从某个合集中提取的数据:
--------

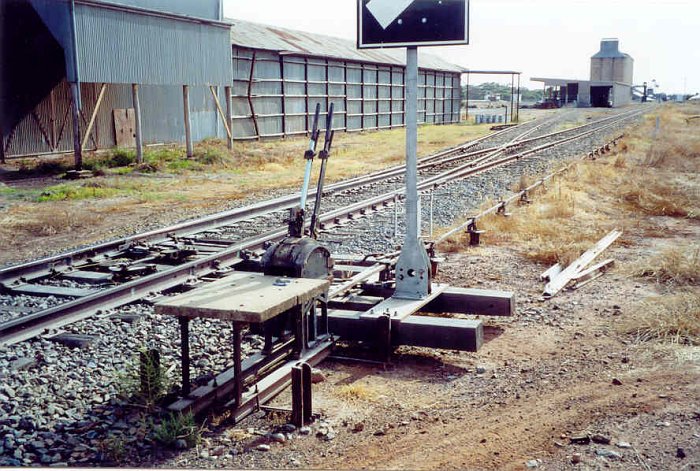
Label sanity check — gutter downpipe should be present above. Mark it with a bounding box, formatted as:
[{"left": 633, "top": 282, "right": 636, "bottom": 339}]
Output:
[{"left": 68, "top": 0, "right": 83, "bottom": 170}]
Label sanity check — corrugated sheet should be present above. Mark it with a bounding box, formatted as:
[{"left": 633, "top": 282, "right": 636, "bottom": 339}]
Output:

--------

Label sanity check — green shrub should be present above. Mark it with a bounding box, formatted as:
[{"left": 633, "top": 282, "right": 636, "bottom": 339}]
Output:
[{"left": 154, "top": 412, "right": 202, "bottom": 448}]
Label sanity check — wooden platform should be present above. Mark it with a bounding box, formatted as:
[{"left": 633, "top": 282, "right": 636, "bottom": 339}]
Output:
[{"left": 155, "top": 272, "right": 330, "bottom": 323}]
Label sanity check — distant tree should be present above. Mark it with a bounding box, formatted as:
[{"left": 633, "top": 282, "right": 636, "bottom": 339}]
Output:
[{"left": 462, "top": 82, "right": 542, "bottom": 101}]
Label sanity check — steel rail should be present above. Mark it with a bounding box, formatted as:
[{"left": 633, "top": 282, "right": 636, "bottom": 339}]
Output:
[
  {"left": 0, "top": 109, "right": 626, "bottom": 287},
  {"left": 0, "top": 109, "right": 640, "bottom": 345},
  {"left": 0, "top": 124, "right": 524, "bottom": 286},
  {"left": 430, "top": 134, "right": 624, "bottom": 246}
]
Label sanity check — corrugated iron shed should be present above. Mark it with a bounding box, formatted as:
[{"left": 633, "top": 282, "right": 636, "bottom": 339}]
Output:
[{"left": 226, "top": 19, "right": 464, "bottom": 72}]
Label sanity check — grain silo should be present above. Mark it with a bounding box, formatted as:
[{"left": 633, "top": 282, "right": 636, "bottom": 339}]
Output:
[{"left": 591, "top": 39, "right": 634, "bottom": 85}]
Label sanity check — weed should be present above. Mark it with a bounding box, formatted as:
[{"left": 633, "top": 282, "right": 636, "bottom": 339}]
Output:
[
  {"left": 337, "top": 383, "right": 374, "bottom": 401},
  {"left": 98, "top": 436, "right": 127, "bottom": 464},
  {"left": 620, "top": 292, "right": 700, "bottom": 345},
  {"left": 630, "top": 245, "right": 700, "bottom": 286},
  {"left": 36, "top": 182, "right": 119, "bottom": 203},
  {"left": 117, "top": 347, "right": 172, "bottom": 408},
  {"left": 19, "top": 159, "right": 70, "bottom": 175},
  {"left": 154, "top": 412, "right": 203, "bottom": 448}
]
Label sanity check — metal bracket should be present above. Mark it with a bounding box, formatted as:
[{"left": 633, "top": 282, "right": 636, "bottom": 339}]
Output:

--------

请说出上面的数据中有多少行含有单词“corrugated”，只写出数字。

▶ _任务回答_
2